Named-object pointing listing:
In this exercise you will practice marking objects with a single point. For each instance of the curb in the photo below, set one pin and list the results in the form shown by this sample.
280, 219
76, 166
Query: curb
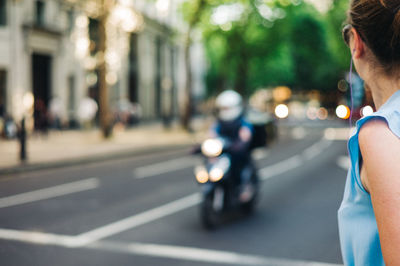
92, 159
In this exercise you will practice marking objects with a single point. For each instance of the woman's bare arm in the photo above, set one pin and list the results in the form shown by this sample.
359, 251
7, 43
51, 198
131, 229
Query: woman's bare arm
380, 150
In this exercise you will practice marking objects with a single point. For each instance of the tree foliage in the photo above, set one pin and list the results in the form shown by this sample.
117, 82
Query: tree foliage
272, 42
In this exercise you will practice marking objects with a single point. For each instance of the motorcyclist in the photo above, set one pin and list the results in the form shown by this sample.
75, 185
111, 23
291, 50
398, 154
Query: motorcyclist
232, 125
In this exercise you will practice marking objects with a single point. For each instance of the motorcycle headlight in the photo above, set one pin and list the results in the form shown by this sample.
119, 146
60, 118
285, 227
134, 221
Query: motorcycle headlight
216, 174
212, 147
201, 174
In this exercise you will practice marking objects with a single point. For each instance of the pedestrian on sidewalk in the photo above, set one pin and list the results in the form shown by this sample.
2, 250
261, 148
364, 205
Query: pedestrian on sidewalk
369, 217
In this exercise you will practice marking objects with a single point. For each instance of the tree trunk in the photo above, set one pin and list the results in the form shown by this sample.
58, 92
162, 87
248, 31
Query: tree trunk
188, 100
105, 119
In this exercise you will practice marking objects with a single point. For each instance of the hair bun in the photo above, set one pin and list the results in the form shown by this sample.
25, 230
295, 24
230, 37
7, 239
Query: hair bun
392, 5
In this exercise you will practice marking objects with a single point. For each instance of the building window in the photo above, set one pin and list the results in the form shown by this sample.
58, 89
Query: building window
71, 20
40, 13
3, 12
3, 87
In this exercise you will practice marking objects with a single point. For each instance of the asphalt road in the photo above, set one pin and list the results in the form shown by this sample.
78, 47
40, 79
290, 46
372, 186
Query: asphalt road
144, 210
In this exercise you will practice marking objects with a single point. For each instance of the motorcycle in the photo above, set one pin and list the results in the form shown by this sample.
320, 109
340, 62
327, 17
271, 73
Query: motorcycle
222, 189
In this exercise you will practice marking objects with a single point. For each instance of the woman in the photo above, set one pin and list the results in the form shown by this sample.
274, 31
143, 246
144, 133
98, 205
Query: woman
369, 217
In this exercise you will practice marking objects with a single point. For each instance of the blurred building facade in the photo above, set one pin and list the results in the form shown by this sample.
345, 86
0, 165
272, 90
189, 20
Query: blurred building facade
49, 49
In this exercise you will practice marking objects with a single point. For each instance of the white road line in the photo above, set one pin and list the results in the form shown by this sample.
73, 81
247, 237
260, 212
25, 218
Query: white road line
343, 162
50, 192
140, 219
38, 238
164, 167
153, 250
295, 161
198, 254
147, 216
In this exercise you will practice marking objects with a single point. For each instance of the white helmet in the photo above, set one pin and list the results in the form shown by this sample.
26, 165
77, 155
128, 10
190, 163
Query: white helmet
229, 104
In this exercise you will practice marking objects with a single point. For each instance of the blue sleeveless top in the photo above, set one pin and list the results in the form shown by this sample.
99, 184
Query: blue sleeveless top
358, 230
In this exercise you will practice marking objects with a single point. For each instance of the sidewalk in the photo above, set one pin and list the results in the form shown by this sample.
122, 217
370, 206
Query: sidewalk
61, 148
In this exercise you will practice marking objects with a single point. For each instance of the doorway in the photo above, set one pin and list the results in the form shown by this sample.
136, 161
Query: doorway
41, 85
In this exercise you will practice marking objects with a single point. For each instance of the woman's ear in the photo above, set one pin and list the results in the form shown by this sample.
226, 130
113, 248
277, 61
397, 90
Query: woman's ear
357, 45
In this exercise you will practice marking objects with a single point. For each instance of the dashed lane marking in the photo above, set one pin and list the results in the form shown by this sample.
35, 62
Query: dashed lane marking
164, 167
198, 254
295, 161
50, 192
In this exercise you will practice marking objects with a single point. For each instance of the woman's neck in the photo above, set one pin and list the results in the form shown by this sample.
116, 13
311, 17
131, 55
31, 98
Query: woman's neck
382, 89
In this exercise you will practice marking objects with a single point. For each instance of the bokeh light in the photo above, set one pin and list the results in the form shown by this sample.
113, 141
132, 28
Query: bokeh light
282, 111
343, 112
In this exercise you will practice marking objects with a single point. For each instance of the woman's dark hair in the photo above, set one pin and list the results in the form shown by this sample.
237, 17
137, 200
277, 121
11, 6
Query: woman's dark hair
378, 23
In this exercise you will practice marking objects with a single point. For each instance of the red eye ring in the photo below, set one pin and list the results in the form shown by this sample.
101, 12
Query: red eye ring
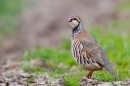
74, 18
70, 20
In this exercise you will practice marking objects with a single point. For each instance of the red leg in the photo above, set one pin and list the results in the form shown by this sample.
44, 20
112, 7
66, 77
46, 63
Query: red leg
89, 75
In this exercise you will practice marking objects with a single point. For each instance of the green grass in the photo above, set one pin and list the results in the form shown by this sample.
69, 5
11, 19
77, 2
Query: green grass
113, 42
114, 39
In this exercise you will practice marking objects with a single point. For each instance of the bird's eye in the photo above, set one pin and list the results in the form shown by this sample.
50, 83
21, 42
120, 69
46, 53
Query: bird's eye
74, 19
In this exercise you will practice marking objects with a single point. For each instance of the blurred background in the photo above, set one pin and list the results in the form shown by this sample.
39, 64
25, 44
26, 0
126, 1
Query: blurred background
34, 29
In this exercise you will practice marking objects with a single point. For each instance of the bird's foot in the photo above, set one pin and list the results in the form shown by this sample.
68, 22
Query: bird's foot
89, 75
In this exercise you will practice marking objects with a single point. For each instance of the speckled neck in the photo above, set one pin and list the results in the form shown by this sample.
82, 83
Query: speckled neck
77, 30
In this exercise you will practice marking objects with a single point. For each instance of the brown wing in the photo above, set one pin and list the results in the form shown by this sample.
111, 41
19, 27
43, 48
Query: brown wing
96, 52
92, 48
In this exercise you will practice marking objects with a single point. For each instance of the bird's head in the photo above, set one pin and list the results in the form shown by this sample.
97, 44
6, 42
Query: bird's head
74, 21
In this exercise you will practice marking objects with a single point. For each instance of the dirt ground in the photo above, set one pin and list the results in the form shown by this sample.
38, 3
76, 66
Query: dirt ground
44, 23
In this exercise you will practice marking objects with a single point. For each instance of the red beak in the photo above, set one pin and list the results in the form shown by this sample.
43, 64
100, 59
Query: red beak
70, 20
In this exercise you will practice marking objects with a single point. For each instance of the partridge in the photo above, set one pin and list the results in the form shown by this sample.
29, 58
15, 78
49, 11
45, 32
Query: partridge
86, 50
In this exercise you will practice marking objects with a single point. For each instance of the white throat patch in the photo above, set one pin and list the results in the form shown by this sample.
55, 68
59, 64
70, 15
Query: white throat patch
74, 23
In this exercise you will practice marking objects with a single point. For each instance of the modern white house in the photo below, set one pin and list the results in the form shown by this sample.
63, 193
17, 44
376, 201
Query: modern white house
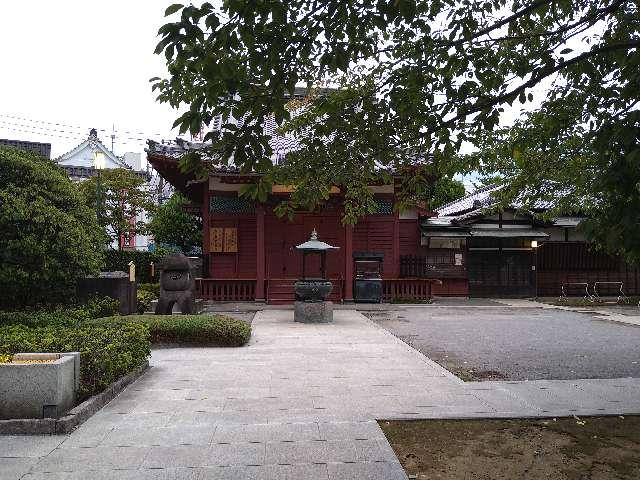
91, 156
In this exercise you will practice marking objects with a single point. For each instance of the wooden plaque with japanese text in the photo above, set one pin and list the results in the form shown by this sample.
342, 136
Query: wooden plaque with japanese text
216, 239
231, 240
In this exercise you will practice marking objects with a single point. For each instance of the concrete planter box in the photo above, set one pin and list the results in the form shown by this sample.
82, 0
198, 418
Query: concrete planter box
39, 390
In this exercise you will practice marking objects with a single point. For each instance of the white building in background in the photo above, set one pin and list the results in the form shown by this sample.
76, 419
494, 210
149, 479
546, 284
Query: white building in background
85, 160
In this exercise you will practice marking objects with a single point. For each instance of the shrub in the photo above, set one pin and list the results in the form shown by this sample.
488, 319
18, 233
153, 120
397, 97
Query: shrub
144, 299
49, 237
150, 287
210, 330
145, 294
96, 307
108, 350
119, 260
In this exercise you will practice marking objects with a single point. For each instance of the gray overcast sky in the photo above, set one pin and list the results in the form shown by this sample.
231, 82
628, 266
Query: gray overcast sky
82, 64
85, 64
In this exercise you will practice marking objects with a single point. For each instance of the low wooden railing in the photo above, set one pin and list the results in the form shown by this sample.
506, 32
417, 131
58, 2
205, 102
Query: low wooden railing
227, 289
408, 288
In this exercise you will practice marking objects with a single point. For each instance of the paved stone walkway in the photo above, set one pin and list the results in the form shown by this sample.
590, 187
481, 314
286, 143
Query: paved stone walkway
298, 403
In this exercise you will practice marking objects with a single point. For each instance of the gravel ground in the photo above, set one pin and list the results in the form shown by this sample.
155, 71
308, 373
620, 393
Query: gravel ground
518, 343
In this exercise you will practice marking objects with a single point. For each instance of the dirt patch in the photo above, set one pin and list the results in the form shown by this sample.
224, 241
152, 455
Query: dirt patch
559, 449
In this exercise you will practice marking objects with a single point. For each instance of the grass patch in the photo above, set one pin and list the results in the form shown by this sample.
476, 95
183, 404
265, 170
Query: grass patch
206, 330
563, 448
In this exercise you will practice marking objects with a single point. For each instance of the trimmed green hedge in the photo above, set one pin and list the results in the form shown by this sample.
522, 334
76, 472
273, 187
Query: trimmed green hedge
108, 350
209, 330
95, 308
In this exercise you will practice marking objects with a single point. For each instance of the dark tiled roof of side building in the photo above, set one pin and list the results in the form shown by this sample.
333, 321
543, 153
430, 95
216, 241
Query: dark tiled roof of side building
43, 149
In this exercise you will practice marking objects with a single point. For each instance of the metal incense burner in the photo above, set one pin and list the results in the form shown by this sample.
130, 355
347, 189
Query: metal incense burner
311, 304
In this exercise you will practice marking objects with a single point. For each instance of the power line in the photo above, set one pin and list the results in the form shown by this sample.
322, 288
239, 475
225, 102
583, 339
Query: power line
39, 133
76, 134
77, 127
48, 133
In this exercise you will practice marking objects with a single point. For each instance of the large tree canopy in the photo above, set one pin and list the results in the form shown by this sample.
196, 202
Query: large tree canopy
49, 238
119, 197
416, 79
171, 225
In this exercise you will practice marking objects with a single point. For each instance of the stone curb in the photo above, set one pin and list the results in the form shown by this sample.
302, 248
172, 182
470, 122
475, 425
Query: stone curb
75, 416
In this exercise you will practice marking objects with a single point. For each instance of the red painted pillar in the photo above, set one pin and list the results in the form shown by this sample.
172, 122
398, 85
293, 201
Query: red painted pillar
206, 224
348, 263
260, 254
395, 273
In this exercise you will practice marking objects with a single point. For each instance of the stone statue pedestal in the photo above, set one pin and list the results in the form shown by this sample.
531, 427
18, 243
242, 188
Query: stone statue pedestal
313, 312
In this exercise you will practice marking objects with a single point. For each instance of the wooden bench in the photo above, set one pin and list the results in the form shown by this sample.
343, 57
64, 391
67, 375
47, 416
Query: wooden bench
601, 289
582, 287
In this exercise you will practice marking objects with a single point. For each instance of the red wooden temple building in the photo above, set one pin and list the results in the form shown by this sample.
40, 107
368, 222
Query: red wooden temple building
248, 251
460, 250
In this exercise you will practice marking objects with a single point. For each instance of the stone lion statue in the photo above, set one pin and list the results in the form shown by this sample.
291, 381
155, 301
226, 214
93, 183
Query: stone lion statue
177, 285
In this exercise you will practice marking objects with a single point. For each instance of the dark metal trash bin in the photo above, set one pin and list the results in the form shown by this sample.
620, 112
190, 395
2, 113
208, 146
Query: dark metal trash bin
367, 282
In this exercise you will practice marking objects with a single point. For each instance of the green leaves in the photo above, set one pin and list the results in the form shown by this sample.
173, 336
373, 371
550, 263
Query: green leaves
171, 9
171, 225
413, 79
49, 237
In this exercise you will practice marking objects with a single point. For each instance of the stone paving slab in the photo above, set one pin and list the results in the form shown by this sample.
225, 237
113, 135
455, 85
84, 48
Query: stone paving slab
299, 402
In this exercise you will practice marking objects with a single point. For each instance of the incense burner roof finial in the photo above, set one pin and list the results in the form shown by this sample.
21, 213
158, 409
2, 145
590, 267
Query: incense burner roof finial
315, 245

● Given instruction
Reproduce the lines of the listing above word for word, beginning with the line containing "the stone paving" and continuing through the end of the listing.

● Solution to this problem
In this exercise you will practice marking objects with a single point. For each instance of the stone paving slab in the photo above, set one pin and list the results in the form shown by this sample.
225, 237
113, 135
455, 85
84, 48
Query: stone paving slab
299, 402
In this exercise you will practice marking objects with a single point. For each instance of the incense burner roof finial in the photo above, set one pin and list the results in the form shown by this sample.
21, 213
158, 409
2, 145
590, 267
Query: incense burner roof finial
315, 245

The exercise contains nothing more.